> WORK INSTRUCTIONS:
In the copy, include every entry exactly but none of its images.

> EXERCISE DATA:
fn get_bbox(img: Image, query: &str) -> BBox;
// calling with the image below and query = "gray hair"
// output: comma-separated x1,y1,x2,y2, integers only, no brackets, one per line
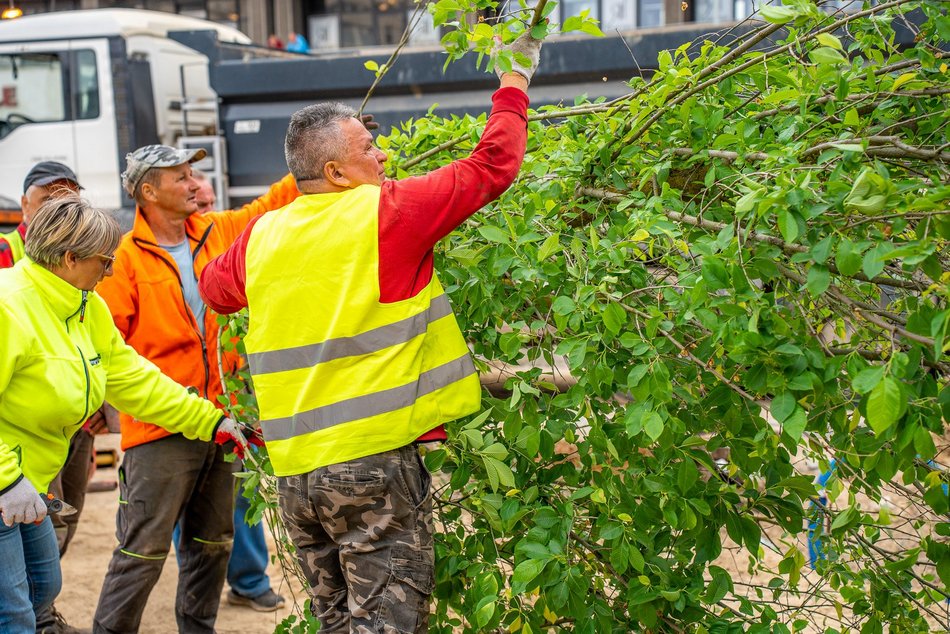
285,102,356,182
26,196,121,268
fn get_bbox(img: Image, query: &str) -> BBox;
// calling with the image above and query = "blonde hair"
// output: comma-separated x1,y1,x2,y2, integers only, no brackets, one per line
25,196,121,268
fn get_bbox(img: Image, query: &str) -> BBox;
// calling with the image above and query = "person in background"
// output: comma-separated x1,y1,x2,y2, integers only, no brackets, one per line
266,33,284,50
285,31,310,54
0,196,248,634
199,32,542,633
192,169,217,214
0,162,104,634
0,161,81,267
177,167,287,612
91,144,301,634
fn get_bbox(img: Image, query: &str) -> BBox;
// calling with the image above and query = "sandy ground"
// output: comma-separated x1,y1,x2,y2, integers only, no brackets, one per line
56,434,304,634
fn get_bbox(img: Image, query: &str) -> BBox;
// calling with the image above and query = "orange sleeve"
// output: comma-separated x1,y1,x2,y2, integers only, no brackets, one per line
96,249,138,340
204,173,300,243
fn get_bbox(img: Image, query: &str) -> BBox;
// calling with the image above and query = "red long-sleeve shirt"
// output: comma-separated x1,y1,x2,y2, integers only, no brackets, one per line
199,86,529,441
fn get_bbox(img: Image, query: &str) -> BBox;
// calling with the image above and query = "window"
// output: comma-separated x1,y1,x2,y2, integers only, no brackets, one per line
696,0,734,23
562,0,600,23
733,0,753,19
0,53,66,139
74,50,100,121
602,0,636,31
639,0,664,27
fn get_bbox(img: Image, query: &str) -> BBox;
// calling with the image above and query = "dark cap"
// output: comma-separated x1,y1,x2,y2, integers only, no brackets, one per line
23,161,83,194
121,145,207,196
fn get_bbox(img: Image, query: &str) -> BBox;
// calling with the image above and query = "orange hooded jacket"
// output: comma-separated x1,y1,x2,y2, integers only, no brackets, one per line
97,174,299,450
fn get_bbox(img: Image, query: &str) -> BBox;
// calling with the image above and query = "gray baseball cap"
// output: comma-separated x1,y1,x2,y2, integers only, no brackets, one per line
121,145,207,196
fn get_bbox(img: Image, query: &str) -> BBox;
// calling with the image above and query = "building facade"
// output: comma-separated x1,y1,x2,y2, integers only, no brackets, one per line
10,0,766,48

> EXERCISE RESULT:
fn get_bbox(img: Image, query: &str) -> BBox;
// calling with the image below and query = "gray hair"
// output: comma-separated x1,y1,x2,y2, integers only, no brackets, one per line
285,102,356,182
26,196,121,268
fn get_bbox(img: Image, query: &str) -> BBox;
// calling with the image above and query = "blonde hair"
// output: comma-separated x1,y1,x2,y2, integers only, no brackets, one per line
25,196,121,268
fn get_bbox(img: Image, query: &str) -> BBox;
// calling with the image above and query = "person in background"
// output: comma-separated x1,y1,x2,y2, integers only, no brackets, one per line
266,33,284,50
285,31,310,54
0,196,248,634
199,32,542,633
192,169,217,214
0,162,104,634
0,161,81,267
177,167,287,612
91,144,301,634
fn get_bbox(img: Image, query: &str) -> BBox;
// calling with the image above and query = "sandy ground"
// output: comma-separated x1,y1,x2,y2, integers only, no brackets, one per line
56,434,304,634
fn get_bbox(img: Image, query: &str) -> BBox;
// calling with the image above and query = "orange sleeve"
// output: comma-separated x1,y1,x2,y2, integers only, no brackets, one per line
96,249,138,340
204,173,300,243
fn get_bbox(img: Image, query: &str) -> BBox;
// calling with the image above and query = "red long-sleeve shirt"
// output: comma-separated x1,y1,x2,y2, integers only, no brackets, one per line
199,86,529,441
fn get_bbox(img: Image, query: &str) -> BBox;
// calling with the image above and query = "window"
// output: comma-separated x1,y1,x2,y2, integers only, no brackets, one per line
696,0,734,23
562,0,600,23
733,0,753,19
0,53,66,139
74,50,100,121
602,0,636,31
639,0,664,27
fn get_bbox(img: Image, query: &str) -> BBox;
// calling with the image above and query = "dark cap"
// output: comma-separated x1,y1,x2,y2, integers only, no brackets, one per line
23,161,83,194
121,145,207,196
fn get_bbox(img: Image, query: &str) -> BBox;
// calling with the image above and query = "orange hooded jacket"
// output: comma-separated x1,y1,x2,y2, integers only, no brackets, one per line
97,174,299,450
fn get_bbox(img: Image, query: &str) -> BBox;
// calling with the image above and query = "gray baseball cap"
// output: comma-separated x1,y1,x2,y2, integers only, no brackets, one per line
121,145,207,196
fn get_bbox(img: Image, query: &str) -> BBox;
// calling with the image above and query = "building facade"
// output: comma-separated x1,y1,x2,y2, integers only, no brackets, one per line
10,0,766,48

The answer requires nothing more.